*** Opening Data to examine ***

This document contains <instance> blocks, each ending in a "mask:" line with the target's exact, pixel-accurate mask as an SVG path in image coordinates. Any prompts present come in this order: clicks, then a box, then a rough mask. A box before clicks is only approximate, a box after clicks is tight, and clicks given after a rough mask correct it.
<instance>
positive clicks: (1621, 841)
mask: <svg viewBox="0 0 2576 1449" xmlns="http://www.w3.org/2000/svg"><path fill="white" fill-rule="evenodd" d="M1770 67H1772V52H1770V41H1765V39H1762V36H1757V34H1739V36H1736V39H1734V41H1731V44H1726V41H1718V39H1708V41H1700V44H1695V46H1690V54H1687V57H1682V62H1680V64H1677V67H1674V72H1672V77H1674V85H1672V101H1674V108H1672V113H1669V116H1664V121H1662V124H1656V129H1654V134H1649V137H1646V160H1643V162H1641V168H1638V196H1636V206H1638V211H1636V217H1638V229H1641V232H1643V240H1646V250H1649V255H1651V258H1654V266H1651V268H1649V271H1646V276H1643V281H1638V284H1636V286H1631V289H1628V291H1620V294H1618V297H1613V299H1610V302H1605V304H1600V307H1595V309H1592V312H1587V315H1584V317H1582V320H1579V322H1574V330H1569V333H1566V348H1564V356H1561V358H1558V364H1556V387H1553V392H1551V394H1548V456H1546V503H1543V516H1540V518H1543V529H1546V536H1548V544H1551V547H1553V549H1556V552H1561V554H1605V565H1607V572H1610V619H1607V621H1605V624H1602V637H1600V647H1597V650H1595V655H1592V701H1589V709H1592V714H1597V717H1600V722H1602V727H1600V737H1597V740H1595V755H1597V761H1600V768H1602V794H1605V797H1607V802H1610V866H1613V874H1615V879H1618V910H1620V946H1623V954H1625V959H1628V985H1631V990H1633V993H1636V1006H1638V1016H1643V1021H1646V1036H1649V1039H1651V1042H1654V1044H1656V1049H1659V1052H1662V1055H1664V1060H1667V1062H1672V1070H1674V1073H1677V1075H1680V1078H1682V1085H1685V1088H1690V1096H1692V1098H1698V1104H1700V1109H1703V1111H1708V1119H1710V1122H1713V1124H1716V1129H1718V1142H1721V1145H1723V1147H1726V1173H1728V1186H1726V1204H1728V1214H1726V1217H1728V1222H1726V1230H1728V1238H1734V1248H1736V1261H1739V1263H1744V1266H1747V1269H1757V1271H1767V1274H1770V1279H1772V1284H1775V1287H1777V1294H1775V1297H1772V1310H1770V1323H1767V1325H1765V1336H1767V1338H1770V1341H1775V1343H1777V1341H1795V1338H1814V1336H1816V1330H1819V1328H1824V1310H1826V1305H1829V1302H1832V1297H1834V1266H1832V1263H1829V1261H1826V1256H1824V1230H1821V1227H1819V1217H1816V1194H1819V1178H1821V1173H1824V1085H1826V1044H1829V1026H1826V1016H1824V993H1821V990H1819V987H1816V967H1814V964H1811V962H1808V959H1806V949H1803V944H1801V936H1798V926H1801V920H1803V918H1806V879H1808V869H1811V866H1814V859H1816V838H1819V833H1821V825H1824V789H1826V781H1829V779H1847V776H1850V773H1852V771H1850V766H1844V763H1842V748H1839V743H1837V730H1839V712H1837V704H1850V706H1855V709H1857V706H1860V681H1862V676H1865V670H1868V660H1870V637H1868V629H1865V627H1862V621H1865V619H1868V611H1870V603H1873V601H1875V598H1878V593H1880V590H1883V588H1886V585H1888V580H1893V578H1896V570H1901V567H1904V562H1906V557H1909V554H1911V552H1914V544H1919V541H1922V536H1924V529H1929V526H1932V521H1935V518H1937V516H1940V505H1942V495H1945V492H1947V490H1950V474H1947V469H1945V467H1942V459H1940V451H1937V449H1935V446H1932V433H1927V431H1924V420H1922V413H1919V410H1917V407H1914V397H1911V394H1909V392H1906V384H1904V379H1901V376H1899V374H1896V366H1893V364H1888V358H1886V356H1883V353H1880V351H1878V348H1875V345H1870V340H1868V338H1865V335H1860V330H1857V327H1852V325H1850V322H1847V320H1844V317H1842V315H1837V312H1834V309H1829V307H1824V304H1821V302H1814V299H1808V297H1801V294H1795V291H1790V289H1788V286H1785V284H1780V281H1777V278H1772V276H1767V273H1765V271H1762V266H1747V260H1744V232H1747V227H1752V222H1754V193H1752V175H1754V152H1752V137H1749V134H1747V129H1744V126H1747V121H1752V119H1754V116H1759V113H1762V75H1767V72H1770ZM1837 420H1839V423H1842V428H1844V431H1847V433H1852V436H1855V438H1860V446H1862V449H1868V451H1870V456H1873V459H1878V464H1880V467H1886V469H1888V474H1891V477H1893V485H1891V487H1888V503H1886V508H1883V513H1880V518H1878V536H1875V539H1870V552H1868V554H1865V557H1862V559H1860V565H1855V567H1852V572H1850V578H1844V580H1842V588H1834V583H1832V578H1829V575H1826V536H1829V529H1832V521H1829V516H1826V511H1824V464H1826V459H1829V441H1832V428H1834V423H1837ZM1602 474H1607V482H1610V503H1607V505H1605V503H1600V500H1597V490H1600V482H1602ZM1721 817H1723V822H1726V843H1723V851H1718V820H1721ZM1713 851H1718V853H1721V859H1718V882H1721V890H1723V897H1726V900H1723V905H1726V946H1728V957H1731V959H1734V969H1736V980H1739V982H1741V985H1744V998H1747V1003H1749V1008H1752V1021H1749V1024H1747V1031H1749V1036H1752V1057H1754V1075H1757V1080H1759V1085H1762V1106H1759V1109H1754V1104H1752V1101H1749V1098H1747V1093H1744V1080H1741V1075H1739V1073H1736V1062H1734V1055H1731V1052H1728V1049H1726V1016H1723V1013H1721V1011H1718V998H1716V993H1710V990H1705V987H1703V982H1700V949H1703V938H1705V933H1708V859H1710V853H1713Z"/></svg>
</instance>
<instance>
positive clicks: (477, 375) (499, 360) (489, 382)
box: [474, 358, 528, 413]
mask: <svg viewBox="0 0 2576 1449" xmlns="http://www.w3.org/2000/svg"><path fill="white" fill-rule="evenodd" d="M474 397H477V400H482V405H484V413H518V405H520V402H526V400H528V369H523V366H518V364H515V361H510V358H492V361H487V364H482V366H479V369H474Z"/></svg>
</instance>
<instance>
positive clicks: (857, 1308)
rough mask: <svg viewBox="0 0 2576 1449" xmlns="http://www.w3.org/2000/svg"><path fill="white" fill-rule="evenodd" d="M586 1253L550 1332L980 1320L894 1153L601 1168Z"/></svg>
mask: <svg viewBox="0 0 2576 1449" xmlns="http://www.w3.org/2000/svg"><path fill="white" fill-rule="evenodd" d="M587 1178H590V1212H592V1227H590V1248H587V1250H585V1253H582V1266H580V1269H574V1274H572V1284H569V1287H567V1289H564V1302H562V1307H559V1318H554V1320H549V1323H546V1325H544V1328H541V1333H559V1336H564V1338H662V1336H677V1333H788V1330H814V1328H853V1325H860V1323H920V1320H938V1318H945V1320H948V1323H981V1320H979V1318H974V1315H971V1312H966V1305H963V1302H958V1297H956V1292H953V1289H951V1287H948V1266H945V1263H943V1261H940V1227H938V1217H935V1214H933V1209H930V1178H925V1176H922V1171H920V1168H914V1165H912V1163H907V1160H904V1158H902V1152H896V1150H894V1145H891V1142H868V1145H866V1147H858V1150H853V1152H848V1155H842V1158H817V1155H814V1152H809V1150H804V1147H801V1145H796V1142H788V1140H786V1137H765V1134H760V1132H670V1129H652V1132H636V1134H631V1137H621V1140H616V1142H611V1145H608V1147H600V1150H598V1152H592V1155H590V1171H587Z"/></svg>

*** Closing Data to examine ***

### What you have to do
Rewrite all the records above, replacing "positive clicks" with "foreground clicks" and leaving everything else unchanged.

### Reply
This document contains <instance> blocks, each ending in a "mask:" line with the target's exact, pixel-accurate mask as an SVG path in image coordinates. Any prompts present come in this order: clicks, then a box, then a rough mask. A box before clicks is only approximate, a box after clicks is tight, and clicks given after a rough mask correct it.
<instance>
foreground clicks: (1621, 841)
mask: <svg viewBox="0 0 2576 1449" xmlns="http://www.w3.org/2000/svg"><path fill="white" fill-rule="evenodd" d="M1770 67H1772V52H1770V41H1765V39H1762V36H1757V34H1739V36H1736V39H1734V41H1731V44H1726V41H1718V39H1708V41H1700V44H1695V46H1690V54H1687V57H1682V62H1680V64H1677V67H1674V72H1672V77H1674V85H1672V101H1674V108H1672V113H1669V116H1664V121H1662V124H1656V129H1654V134H1649V137H1646V160H1643V162H1641V168H1638V196H1636V206H1638V211H1636V217H1638V229H1641V232H1643V240H1646V250H1649V255H1651V258H1654V266H1651V268H1649V271H1646V276H1643V281H1638V284H1636V286H1631V289H1628V291H1620V294H1618V297H1613V299H1610V302H1605V304H1600V307H1595V309H1592V312H1587V315H1584V317H1582V320H1579V322H1574V330H1569V333H1566V348H1564V356H1561V358H1558V364H1556V387H1553V392H1551V394H1548V456H1546V503H1543V516H1540V518H1543V529H1546V536H1548V544H1551V547H1553V549H1556V552H1561V554H1605V565H1607V572H1610V619H1607V621H1605V624H1602V637H1600V647H1597V650H1595V655H1592V701H1589V709H1592V714H1597V717H1600V722H1602V727H1600V737H1597V740H1595V755H1597V761H1600V768H1602V794H1605V797H1607V802H1610V866H1613V874H1615V879H1618V910H1620V946H1623V954H1625V959H1628V985H1631V990H1633V993H1636V1006H1638V1016H1643V1021H1646V1036H1649V1039H1651V1042H1654V1044H1656V1049H1659V1052H1662V1055H1664V1060H1667V1062H1672V1070H1674V1073H1677V1075H1680V1078H1682V1085H1685V1088H1690V1096H1692V1098H1698V1104H1700V1109H1703V1111H1708V1119H1710V1122H1713V1124H1716V1129H1718V1142H1721V1145H1723V1147H1726V1173H1728V1186H1726V1204H1728V1214H1726V1217H1728V1222H1726V1230H1728V1238H1734V1248H1736V1261H1739V1263H1744V1266H1747V1269H1757V1271H1767V1274H1770V1279H1772V1284H1775V1287H1777V1294H1775V1297H1772V1310H1770V1323H1767V1325H1765V1336H1767V1338H1770V1341H1775V1343H1777V1341H1795V1338H1814V1336H1816V1330H1819V1328H1824V1310H1826V1305H1829V1302H1832V1297H1834V1266H1832V1263H1829V1261H1826V1256H1824V1230H1821V1227H1819V1217H1816V1194H1819V1178H1821V1173H1824V1085H1826V1044H1829V1026H1826V1016H1824V993H1821V990H1819V987H1816V967H1814V964H1811V962H1808V959H1806V949H1803V944H1801V936H1798V926H1801V920H1803V918H1806V879H1808V869H1811V866H1814V859H1816V838H1819V833H1821V825H1824V789H1826V781H1829V779H1847V776H1850V773H1852V771H1850V766H1844V763H1842V748H1839V743H1837V730H1839V712H1837V704H1850V706H1855V709H1857V706H1860V681H1862V676H1865V670H1868V660H1870V637H1868V629H1865V627H1862V621H1865V619H1868V611H1870V603H1873V601H1875V598H1878V593H1880V590H1883V588H1886V585H1888V580H1893V578H1896V570H1901V567H1904V562H1906V557H1909V554H1911V552H1914V544H1919V541H1922V536H1924V529H1929V526H1932V521H1935V518H1937V516H1940V505H1942V495H1945V492H1947V490H1950V474H1947V469H1945V467H1942V459H1940V451H1937V449H1935V446H1932V433H1927V431H1924V420H1922V413H1919V410H1917V407H1914V397H1911V394H1909V392H1906V384H1904V379H1901V376H1899V374H1896V366H1893V364H1888V358H1886V356H1883V353H1880V351H1878V348H1875V345H1870V340H1868V338H1865V335H1860V330H1857V327H1852V325H1850V322H1847V320H1844V317H1842V315H1837V312H1834V309H1829V307H1824V304H1821V302H1814V299H1808V297H1801V294H1795V291H1790V289H1788V286H1785V284H1780V281H1777V278H1772V276H1767V273H1765V271H1762V266H1747V260H1744V232H1747V227H1752V222H1754V193H1752V175H1754V152H1752V137H1749V134H1747V129H1744V126H1747V121H1752V119H1754V116H1759V113H1762V75H1767V72H1770ZM1837 420H1839V423H1842V428H1844V431H1847V433H1852V436H1855V438H1860V446H1862V449H1868V451H1870V456H1873V459H1878V464H1880V467H1886V469H1888V474H1891V477H1893V485H1891V487H1888V503H1886V508H1883V513H1880V518H1878V536H1875V539H1870V552H1868V554H1865V557H1862V559H1860V565H1855V567H1852V572H1850V578H1844V580H1842V588H1834V583H1832V578H1829V575H1826V536H1829V529H1832V521H1829V516H1826V511H1824V464H1826V459H1829V441H1832V428H1834V423H1837ZM1602 474H1607V482H1610V503H1607V505H1605V503H1600V500H1597V490H1600V482H1602ZM1721 817H1723V822H1726V843H1723V851H1718V820H1721ZM1713 851H1718V853H1721V859H1718V882H1721V890H1723V897H1726V900H1723V905H1726V946H1728V957H1731V959H1734V969H1736V980H1739V982H1741V985H1744V998H1747V1003H1749V1008H1752V1021H1749V1024H1747V1031H1749V1036H1752V1057H1754V1075H1757V1080H1759V1085H1762V1106H1759V1109H1754V1104H1752V1101H1749V1098H1747V1093H1744V1080H1741V1075H1739V1073H1736V1062H1734V1055H1731V1052H1728V1049H1726V1016H1723V1013H1721V1011H1718V998H1716V993H1710V990H1705V987H1703V982H1700V949H1703V938H1705V933H1708V859H1710V853H1713Z"/></svg>
</instance>
<instance>
foreground clicks: (477, 375) (499, 360) (489, 382)
box: [474, 358, 528, 413]
mask: <svg viewBox="0 0 2576 1449" xmlns="http://www.w3.org/2000/svg"><path fill="white" fill-rule="evenodd" d="M474 397H477V400H482V405H484V413H518V405H520V402H526V400H528V369H523V366H518V364H515V361H510V358H492V361H487V364H482V366H479V369H474Z"/></svg>
</instance>
<instance>
foreground clicks: (857, 1308)
rough mask: <svg viewBox="0 0 2576 1449" xmlns="http://www.w3.org/2000/svg"><path fill="white" fill-rule="evenodd" d="M586 1253L550 1332L980 1320L894 1153L601 1168Z"/></svg>
mask: <svg viewBox="0 0 2576 1449" xmlns="http://www.w3.org/2000/svg"><path fill="white" fill-rule="evenodd" d="M587 1178H590V1212H592V1227H590V1248H587V1250H585V1253H582V1266H580V1269H574V1274H572V1284H569V1287H567V1289H564V1302H562V1307H559V1318H554V1320H549V1323H546V1325H544V1328H541V1333H559V1336H564V1338H662V1336H677V1333H788V1330H814V1328H853V1325H860V1323H920V1320H938V1318H945V1320H948V1323H981V1320H979V1318H974V1315H971V1312H966V1305H963V1302H958V1297H956V1292H953V1289H951V1287H948V1266H945V1263H943V1261H940V1227H938V1217H935V1214H933V1209H930V1178H925V1176H922V1171H920V1168H914V1165H912V1163H907V1160H904V1158H902V1152H896V1150H894V1145H891V1142H868V1145H866V1147H858V1150H853V1152H848V1155H842V1158H817V1155H814V1152H809V1150H804V1147H801V1145H796V1142H788V1140H786V1137H765V1134H760V1132H670V1129H652V1132H636V1134H631V1137H621V1140H616V1142H611V1145H608V1147H600V1150H598V1152H592V1155H590V1171H587Z"/></svg>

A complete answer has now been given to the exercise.